* [The request]:
Put everything from the start of the items down to and including the line containing "M410 81L408 80L408" into a numbered list, leaving out blank lines.

# start of Given entries

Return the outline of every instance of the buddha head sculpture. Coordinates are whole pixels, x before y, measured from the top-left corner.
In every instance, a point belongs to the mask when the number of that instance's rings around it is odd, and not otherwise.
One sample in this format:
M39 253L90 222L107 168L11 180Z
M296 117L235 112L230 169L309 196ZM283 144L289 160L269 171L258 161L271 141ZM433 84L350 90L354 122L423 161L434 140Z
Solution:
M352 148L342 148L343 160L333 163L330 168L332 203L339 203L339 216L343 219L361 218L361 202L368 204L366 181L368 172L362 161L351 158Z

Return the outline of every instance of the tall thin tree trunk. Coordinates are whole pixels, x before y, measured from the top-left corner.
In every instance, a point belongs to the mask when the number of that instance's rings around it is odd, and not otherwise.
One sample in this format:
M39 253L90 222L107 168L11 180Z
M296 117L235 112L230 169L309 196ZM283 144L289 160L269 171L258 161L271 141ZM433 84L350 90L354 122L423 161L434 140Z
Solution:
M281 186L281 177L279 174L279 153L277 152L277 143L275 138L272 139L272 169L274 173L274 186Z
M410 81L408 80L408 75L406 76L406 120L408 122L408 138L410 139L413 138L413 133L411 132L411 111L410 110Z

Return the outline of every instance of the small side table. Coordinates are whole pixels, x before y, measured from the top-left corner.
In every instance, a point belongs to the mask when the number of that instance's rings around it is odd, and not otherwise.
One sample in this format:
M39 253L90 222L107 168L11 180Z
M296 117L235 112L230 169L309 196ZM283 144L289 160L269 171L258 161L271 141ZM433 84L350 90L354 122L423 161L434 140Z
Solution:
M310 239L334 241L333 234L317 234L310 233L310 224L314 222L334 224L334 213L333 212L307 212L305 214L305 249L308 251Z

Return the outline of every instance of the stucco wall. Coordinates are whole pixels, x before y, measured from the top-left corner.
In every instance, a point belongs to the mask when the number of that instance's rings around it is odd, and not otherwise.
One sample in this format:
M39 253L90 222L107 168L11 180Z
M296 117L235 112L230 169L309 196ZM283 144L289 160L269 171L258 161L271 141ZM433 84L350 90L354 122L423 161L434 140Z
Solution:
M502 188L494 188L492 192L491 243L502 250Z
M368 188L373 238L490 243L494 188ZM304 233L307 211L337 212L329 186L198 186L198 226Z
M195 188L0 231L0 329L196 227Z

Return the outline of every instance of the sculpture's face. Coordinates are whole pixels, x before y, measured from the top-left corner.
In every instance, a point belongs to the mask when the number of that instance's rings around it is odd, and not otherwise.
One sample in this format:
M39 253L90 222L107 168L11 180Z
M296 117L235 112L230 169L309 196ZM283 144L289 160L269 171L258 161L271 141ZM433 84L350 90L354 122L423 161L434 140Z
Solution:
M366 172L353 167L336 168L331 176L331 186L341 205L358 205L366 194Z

# end of Given entries

* [Solution]:
1. Return the outline of every instance of the buddha head sculpture. Coordinates are whole pixels, x before y, measured from the top-left corner.
2. In every instance, a point belongs to the mask when the number of that instance's rings around it is odd, and not otherwise.
3. One sample in this format:
4. M39 253L90 222L107 168L11 180Z
5. M296 117L235 112L230 169L309 196ZM283 144L289 160L269 171L258 161L271 141ZM433 84L350 90L354 122L423 161L434 140Z
6. Solution:
7. M352 148L342 148L343 160L333 163L330 168L332 203L339 203L339 216L343 219L361 218L361 202L368 204L366 181L368 172L362 161L351 158Z
8. Return the outline of every instance of the tall thin tree trunk. Coordinates are whole pixels, x before y, measured from the top-left corner.
9. In every instance, a point belongs to the mask when the number of that instance's rings around it is odd, and not otherwise.
10. One sample in this format:
11. M39 253L90 222L107 168L11 180Z
12. M296 117L235 112L230 169L309 196ZM283 144L289 160L269 171L258 161L271 141ZM433 84L350 90L354 122L423 161L434 140Z
13. Solution:
14. M281 186L281 177L279 174L279 153L277 152L277 143L275 138L272 139L272 169L274 173L274 186Z
15. M410 81L408 80L408 75L406 76L406 120L408 122L408 138L410 139L413 138L413 133L411 132L411 111L410 110Z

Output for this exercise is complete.